* Begin MATERIAL *

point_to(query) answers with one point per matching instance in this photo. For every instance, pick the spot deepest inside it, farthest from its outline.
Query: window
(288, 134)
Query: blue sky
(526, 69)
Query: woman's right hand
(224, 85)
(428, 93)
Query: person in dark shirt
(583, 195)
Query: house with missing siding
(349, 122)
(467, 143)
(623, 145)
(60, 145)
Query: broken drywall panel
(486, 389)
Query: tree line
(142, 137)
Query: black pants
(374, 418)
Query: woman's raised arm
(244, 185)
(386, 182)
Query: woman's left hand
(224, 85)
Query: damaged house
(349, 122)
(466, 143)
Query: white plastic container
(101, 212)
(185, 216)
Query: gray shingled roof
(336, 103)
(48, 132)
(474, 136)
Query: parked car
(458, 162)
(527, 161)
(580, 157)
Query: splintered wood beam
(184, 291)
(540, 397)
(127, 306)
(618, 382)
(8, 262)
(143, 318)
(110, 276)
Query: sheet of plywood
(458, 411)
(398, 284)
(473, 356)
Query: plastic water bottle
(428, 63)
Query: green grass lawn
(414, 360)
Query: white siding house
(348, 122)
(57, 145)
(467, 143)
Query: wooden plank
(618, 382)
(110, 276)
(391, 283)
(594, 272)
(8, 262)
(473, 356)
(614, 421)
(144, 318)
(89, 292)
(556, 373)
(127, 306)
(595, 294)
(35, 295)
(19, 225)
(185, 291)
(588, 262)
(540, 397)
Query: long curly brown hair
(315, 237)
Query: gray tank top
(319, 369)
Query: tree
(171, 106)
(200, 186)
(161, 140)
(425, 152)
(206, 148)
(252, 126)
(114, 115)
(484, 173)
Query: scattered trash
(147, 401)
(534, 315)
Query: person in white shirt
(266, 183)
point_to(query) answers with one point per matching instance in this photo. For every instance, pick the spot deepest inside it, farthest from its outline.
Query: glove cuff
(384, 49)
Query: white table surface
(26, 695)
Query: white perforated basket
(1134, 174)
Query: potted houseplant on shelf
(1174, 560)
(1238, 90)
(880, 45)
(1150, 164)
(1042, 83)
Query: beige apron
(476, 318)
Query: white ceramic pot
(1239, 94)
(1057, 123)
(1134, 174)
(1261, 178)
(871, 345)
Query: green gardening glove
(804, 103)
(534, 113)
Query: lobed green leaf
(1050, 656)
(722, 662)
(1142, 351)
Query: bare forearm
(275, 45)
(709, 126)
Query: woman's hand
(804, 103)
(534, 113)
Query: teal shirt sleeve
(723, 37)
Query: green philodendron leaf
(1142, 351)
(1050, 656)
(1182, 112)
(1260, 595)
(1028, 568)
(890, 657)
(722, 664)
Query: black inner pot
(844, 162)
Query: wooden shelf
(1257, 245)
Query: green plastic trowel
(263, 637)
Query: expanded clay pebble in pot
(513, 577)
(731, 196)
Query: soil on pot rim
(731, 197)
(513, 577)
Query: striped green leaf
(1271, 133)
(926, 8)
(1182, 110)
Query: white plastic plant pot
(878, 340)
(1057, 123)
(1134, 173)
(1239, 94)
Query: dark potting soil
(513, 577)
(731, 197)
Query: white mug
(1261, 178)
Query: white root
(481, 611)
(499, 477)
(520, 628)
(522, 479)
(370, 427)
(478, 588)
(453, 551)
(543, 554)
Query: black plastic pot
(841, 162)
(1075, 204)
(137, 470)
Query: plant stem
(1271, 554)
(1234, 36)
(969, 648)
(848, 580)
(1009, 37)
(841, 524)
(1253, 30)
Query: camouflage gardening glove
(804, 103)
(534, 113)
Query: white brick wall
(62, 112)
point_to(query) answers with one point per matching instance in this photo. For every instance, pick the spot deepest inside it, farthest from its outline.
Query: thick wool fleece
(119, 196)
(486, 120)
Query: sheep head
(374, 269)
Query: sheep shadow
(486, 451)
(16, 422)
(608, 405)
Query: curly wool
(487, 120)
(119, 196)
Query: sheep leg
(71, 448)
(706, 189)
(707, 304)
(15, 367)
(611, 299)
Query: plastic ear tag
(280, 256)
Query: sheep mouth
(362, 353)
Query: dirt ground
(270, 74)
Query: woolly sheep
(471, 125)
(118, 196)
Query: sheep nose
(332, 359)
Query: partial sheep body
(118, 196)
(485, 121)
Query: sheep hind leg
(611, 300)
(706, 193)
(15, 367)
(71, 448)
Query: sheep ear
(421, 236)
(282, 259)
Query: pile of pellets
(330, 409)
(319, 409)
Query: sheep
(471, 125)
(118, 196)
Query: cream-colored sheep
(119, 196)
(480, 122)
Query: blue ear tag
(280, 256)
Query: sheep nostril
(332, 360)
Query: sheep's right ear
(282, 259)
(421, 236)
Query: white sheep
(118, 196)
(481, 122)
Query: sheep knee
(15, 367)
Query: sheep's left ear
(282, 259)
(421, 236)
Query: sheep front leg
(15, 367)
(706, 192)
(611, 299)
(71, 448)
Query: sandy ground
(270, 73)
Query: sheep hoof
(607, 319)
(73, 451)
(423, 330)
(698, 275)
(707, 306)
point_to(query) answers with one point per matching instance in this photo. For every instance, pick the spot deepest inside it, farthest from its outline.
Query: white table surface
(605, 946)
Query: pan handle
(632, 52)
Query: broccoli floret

* End MATERIAL *

**EXERCISE TASK**. In the lines running from the line with "Query: camouflage gardening glove" through the end of the items, swap every occurrence of "sheep" for "lamb" and give only those lines again, with everything else unchanged.

**WRITTEN ANSWER**.
Query: camouflage gardening glove
(804, 103)
(534, 113)
Query: white brick wall
(62, 112)
point_to(query) answers with one point per matching instance in this photo. For every instance, pick the spot deepest inside it, farthest from its outline.
Query: thick wool fleece
(119, 196)
(486, 120)
Query: lamb head
(374, 269)
Query: lamb shadow
(486, 451)
(16, 422)
(608, 405)
Query: curly wool
(487, 120)
(119, 196)
Query: lamb leg
(71, 448)
(706, 189)
(707, 304)
(15, 367)
(611, 299)
Query: plastic ear tag
(280, 256)
Query: lamb mouth
(362, 353)
Query: dirt ground
(270, 74)
Query: woolly lamb
(471, 125)
(118, 196)
Query: lamb nose
(332, 359)
Query: partial lamb body
(118, 196)
(485, 121)
Query: lamb hind leg
(611, 300)
(706, 193)
(15, 367)
(71, 448)
Query: lamb ear
(421, 236)
(282, 259)
Query: pile of pellets
(330, 409)
(319, 409)
Query: lamb
(471, 125)
(118, 196)
Query: cream-colored lamb
(119, 196)
(480, 122)
Query: blue ear tag
(280, 256)
Query: lamb nostril
(332, 360)
Query: lamb's right ear
(282, 259)
(421, 236)
Query: white lamb
(118, 196)
(481, 122)
Query: lamb knee
(15, 367)
Query: lamb's left ear
(282, 259)
(421, 236)
Query: lamb front leg
(15, 367)
(706, 192)
(611, 299)
(71, 448)
Query: sandy ground
(270, 73)
Query: lamb hoof
(607, 319)
(73, 451)
(423, 330)
(698, 275)
(707, 306)
point_to(query) answers with one point per matching instance in this photo. For every instance, pick the spot deepest inside it, farthest from its outline.
Query: white table surface
(605, 946)
Query: pan handle
(632, 52)
Query: broccoli floret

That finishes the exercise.